▶ [Stated task]: Update the records starting at the line that has "Each instance receives one keypoint. Tag the coastline" and ending after the line that has "<point>71,429</point>": swap "coastline" for "shoreline", leave everything else untouched, and return only those lines.

▶ [Input material]:
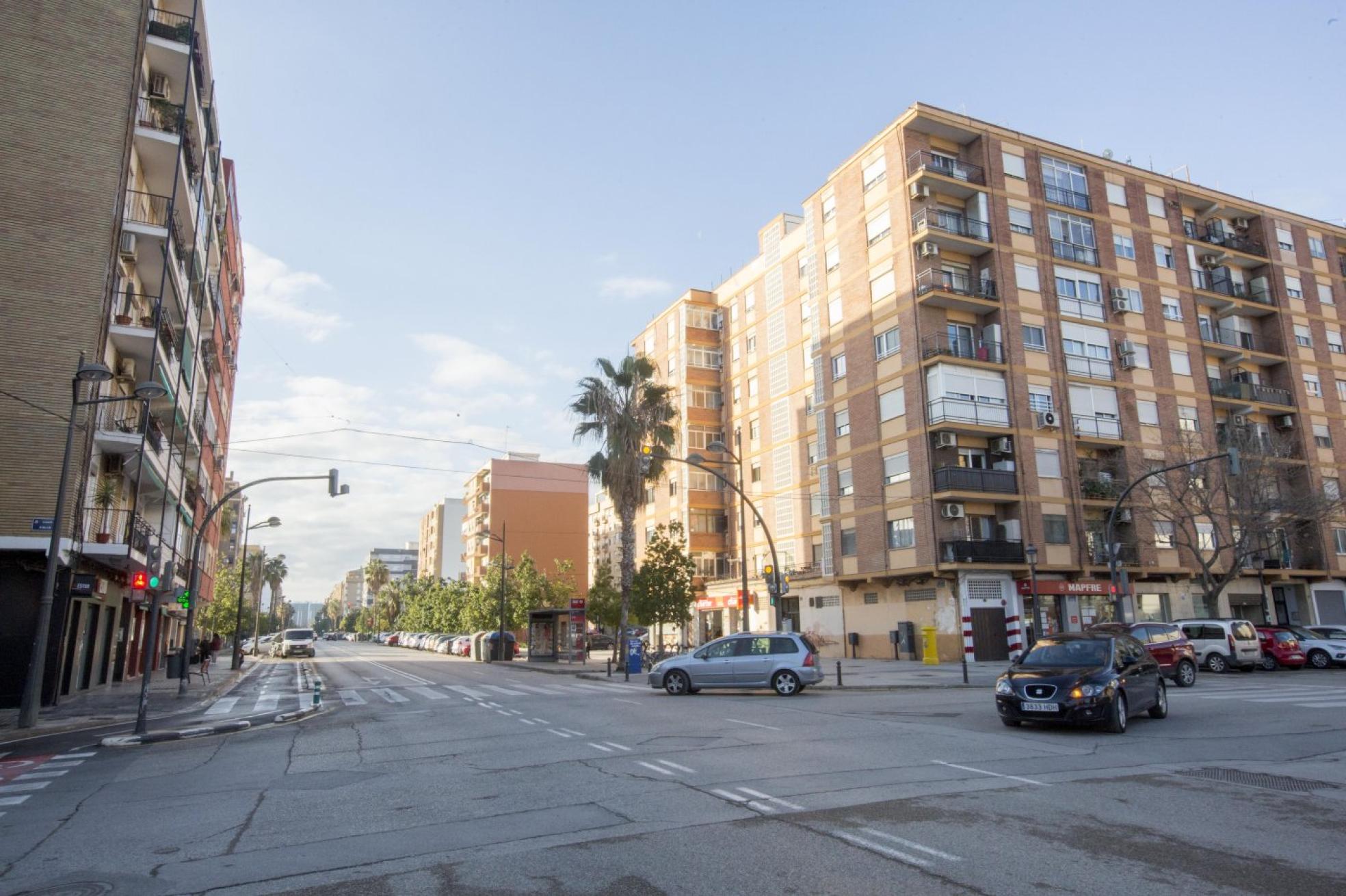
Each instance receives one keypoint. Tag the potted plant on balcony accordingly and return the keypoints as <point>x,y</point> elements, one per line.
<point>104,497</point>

==

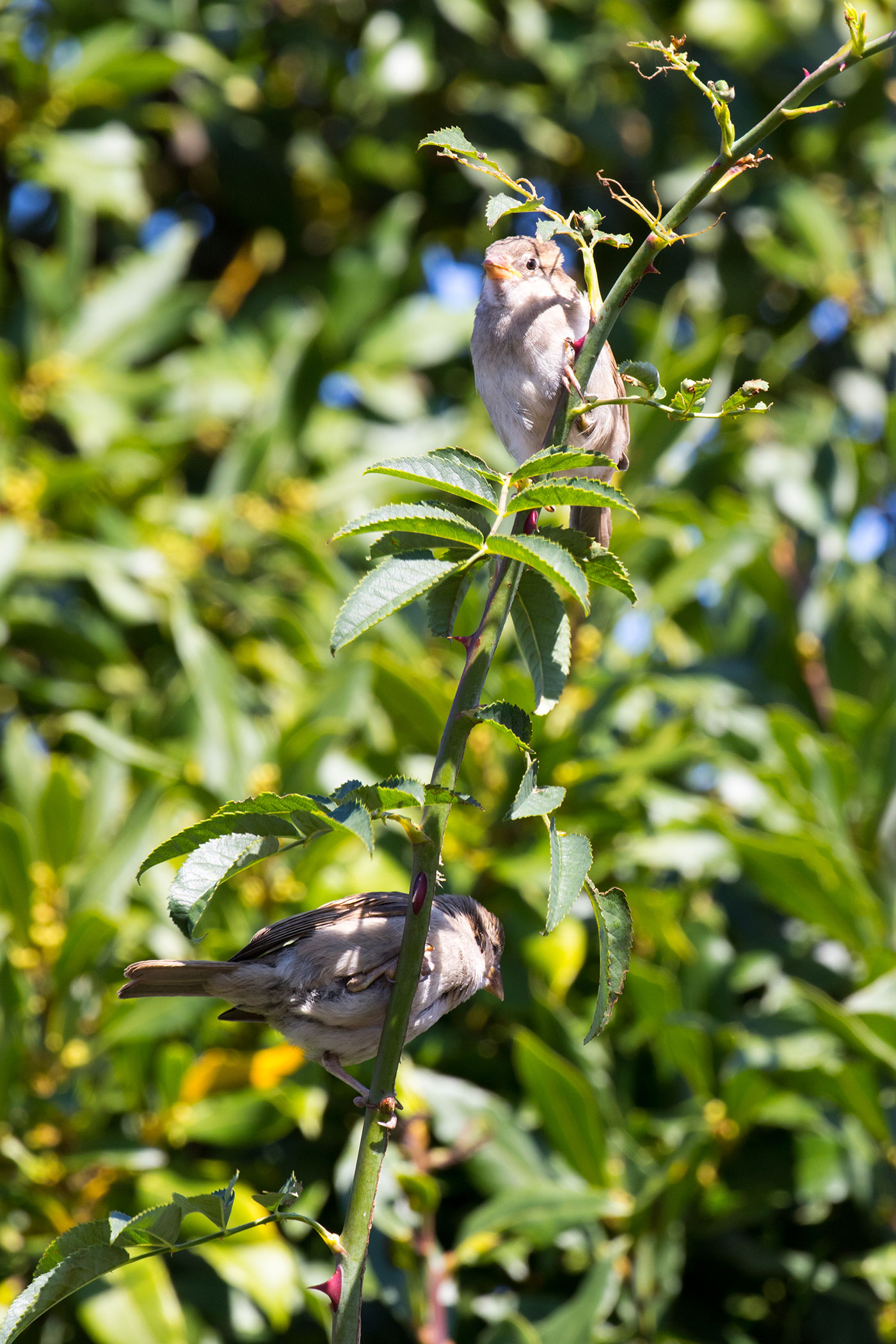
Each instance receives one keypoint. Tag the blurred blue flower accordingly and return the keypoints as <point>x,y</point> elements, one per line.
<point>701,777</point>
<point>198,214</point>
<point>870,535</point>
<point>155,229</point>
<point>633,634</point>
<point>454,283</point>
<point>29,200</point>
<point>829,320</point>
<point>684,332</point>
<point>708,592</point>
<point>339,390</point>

---

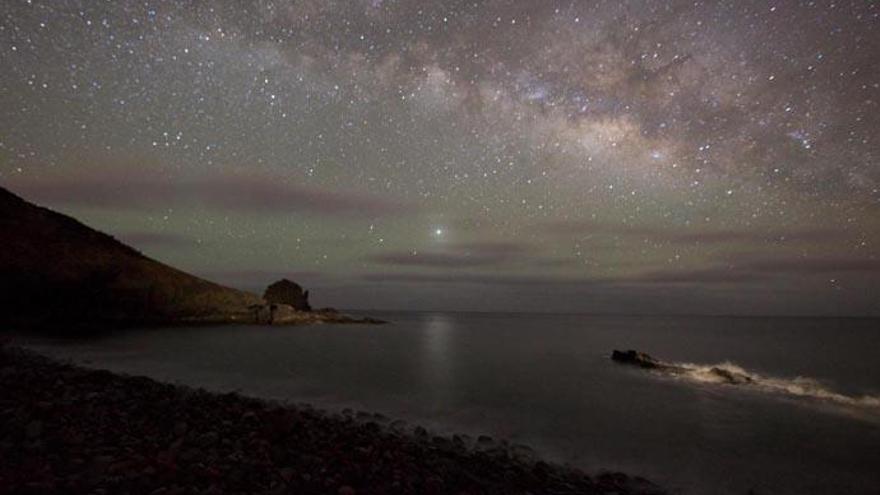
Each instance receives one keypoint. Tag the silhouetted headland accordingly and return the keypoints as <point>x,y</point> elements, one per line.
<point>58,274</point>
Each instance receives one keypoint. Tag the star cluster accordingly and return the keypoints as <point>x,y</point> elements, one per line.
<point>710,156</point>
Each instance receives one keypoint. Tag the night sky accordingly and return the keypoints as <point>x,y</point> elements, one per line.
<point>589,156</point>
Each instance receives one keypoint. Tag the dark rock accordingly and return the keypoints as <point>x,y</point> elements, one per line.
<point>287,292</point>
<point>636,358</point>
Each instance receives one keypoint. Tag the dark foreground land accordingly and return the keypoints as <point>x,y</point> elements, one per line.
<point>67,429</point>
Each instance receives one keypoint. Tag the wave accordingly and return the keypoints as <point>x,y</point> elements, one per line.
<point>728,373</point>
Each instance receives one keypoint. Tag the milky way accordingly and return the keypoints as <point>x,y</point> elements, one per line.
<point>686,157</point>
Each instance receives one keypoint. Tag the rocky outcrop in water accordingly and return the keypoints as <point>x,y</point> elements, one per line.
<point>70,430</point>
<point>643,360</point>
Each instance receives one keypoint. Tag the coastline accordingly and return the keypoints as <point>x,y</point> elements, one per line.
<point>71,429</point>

▶ [Task answer]:
Each instance receives one keypoint. Tag the shoreline accordingly and return the keypoints as <point>x,y</point> elements, one per line.
<point>71,429</point>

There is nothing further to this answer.